What you are asked to do:
Produce a verbatim copy of the entries listed below.

Extracted data:
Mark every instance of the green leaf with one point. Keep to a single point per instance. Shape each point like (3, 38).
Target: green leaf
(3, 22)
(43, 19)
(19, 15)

Written solution:
Mark every instance of the green leaf with one point. Keep to a single point per instance. Shape each point like (3, 38).
Target: green leaf
(3, 22)
(43, 19)
(19, 15)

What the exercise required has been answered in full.